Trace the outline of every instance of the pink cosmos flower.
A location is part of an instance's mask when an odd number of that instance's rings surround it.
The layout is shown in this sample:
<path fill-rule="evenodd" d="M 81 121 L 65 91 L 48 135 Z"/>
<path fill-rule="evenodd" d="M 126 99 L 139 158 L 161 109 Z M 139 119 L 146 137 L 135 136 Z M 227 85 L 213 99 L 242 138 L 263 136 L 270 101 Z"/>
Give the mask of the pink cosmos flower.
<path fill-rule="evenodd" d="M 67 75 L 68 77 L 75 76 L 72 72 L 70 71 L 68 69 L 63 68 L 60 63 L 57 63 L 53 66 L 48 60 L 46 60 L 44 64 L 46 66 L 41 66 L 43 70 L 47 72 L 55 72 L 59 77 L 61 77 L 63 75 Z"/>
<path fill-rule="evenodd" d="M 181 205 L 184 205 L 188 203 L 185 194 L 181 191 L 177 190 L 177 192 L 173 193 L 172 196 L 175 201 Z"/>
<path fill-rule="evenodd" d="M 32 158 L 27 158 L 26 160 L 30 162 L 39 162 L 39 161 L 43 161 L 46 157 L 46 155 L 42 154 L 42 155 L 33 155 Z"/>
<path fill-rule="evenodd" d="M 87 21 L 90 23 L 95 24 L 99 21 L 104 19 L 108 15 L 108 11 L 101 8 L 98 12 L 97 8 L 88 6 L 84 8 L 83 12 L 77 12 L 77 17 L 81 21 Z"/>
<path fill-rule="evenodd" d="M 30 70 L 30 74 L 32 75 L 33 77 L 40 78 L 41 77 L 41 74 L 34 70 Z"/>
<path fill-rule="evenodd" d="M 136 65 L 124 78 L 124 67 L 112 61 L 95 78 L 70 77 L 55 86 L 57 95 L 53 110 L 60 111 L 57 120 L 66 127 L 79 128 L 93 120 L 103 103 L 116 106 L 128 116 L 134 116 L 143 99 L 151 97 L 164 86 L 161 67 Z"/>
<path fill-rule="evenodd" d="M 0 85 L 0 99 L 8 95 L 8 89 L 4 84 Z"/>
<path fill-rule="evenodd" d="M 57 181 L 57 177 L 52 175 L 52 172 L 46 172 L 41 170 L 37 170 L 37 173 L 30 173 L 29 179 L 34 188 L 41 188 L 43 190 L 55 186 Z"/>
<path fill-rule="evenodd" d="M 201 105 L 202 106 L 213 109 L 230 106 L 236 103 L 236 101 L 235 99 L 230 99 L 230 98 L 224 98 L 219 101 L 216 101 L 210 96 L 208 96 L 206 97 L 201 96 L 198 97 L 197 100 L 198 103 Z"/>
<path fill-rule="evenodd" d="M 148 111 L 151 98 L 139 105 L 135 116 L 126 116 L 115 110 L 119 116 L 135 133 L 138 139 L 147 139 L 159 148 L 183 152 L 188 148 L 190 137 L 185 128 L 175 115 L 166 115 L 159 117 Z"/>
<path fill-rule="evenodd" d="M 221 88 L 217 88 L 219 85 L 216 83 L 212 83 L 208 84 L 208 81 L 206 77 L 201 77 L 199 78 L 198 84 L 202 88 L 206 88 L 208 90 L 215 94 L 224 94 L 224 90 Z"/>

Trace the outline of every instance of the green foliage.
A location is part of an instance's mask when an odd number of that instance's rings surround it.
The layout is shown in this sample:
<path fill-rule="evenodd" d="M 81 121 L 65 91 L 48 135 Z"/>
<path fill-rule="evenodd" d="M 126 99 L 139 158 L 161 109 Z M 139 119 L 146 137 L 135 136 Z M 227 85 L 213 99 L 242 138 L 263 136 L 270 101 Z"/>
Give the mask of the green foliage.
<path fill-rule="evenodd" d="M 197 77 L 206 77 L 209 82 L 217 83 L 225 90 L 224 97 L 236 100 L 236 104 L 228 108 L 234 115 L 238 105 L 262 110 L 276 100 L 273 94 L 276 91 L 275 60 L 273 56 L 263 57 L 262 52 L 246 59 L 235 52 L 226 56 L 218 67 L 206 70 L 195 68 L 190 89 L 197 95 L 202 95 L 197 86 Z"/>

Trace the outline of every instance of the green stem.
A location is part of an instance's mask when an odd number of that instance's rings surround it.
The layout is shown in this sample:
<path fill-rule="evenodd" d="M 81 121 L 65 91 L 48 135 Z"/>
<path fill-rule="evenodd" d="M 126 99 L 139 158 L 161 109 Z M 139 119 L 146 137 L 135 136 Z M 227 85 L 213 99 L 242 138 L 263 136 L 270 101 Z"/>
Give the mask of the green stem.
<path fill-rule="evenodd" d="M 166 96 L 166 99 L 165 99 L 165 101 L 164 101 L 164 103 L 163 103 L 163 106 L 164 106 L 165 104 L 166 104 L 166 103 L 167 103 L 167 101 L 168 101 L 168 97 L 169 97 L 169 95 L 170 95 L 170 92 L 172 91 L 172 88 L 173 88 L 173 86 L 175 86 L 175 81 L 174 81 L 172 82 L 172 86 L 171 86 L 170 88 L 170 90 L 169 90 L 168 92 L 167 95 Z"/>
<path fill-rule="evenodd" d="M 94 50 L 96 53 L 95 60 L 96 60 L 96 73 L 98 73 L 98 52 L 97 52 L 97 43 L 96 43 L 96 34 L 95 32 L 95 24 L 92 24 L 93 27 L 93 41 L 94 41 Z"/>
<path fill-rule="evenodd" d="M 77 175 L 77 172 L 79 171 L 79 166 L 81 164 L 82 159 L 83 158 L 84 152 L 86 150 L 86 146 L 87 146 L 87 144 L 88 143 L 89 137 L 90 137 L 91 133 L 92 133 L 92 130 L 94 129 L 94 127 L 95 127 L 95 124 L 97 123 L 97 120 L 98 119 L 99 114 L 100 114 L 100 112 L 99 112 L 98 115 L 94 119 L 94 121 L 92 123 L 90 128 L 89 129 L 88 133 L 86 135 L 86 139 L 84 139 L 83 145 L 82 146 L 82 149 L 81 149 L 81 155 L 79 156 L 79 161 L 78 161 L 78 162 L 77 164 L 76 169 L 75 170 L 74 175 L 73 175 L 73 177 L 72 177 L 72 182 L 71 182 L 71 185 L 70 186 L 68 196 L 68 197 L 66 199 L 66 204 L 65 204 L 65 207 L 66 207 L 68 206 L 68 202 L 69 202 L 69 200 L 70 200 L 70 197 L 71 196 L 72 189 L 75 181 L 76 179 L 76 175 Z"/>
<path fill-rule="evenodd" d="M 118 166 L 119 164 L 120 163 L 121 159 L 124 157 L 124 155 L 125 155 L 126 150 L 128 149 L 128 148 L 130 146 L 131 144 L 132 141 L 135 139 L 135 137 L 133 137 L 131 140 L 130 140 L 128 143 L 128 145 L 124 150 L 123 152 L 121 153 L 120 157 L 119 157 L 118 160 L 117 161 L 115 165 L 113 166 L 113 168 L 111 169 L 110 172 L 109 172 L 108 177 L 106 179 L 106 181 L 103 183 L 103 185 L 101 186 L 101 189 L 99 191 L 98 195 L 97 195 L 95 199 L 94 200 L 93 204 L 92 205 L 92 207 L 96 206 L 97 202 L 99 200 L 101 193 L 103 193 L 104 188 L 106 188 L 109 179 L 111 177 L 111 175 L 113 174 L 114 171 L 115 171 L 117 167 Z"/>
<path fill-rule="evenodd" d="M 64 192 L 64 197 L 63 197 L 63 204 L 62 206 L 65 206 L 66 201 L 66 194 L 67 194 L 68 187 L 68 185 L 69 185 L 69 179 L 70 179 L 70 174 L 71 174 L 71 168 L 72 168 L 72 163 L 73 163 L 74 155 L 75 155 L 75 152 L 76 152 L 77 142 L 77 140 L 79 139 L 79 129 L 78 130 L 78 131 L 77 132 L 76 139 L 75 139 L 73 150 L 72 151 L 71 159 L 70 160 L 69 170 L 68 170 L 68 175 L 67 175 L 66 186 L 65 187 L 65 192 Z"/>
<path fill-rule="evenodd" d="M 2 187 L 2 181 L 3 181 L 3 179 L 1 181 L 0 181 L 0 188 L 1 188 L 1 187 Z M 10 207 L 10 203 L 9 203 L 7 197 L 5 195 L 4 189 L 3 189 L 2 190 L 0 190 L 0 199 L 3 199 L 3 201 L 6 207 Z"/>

---

Repeat the part of the records that opens with the line containing "Trace the outline of every instance of the green foliage." and closes with the line containing "197 77 L 206", both ends included.

Result for this exercise:
Trace the outline of every instance of the green foliage.
A location is part of an instance's mask when an odd number of that instance's rings surround it.
The layout is shown in this sample:
<path fill-rule="evenodd" d="M 81 121 L 65 91 L 48 135 Z"/>
<path fill-rule="evenodd" d="M 126 99 L 139 158 L 161 109 Z M 139 119 L 146 137 L 135 136 Z M 227 85 L 213 99 L 242 138 L 263 136 L 270 101 Z"/>
Give the mask of the green foliage.
<path fill-rule="evenodd" d="M 197 77 L 206 77 L 209 82 L 217 83 L 225 90 L 224 97 L 236 100 L 236 104 L 228 108 L 234 115 L 238 105 L 262 110 L 276 100 L 273 94 L 276 91 L 275 60 L 273 56 L 263 57 L 262 52 L 246 59 L 235 52 L 226 56 L 218 67 L 206 70 L 195 68 L 190 89 L 197 95 L 202 95 L 197 86 Z"/>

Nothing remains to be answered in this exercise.